>> start SUPPLIED RECORDS
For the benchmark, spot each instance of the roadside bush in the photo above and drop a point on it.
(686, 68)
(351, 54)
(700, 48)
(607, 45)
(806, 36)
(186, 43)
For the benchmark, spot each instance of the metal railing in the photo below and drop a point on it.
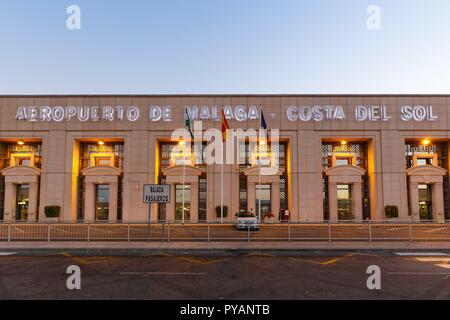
(215, 232)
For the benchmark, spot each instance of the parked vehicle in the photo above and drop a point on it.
(246, 221)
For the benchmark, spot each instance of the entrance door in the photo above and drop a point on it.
(102, 202)
(183, 202)
(22, 201)
(263, 197)
(344, 197)
(425, 203)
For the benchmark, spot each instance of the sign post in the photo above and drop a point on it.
(155, 193)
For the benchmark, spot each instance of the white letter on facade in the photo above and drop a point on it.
(374, 20)
(73, 22)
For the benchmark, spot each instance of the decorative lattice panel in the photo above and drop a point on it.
(245, 151)
(86, 150)
(6, 151)
(166, 149)
(359, 150)
(441, 150)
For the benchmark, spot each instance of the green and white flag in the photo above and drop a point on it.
(188, 125)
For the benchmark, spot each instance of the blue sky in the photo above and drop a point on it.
(224, 46)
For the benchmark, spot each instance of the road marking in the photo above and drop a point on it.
(435, 230)
(4, 254)
(334, 260)
(163, 273)
(419, 273)
(93, 260)
(433, 259)
(421, 254)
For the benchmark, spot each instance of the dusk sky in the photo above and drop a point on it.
(229, 46)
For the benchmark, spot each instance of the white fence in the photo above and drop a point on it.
(209, 232)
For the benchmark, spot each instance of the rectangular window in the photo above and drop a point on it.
(424, 161)
(263, 198)
(22, 201)
(183, 203)
(344, 201)
(344, 161)
(103, 161)
(102, 202)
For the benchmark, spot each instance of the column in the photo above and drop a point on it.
(89, 204)
(275, 199)
(414, 200)
(170, 207)
(357, 201)
(438, 202)
(10, 199)
(32, 205)
(332, 201)
(251, 196)
(194, 202)
(113, 201)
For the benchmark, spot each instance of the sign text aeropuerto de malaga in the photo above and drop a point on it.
(213, 113)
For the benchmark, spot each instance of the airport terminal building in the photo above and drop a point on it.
(336, 158)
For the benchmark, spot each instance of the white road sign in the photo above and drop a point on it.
(156, 193)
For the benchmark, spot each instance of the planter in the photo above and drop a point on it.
(53, 220)
(269, 219)
(52, 213)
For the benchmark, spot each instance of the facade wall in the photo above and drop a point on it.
(386, 140)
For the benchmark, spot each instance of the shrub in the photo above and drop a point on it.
(219, 211)
(391, 211)
(52, 211)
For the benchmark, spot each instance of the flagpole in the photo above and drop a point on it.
(221, 194)
(221, 178)
(259, 169)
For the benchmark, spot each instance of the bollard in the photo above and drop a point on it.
(289, 231)
(410, 233)
(168, 231)
(329, 232)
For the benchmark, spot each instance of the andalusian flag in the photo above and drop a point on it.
(188, 125)
(225, 127)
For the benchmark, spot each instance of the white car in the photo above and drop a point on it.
(246, 221)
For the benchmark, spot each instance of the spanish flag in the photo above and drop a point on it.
>> end SUPPLIED RECORDS
DESCRIPTION OF THE TASK:
Can you write out, word for word, everything in the listing from the line containing "For the benchmark, spot each instance of the white car" down to the end of the listing, including both the first and last lines?

RESPONSE TO THIS TASK:
For the benchmark, spot each instance of the white car in the photo above and drop a point on it.
(246, 221)
For the benchmark, spot each instance of the spanish flag in the photo above and drop a point on it.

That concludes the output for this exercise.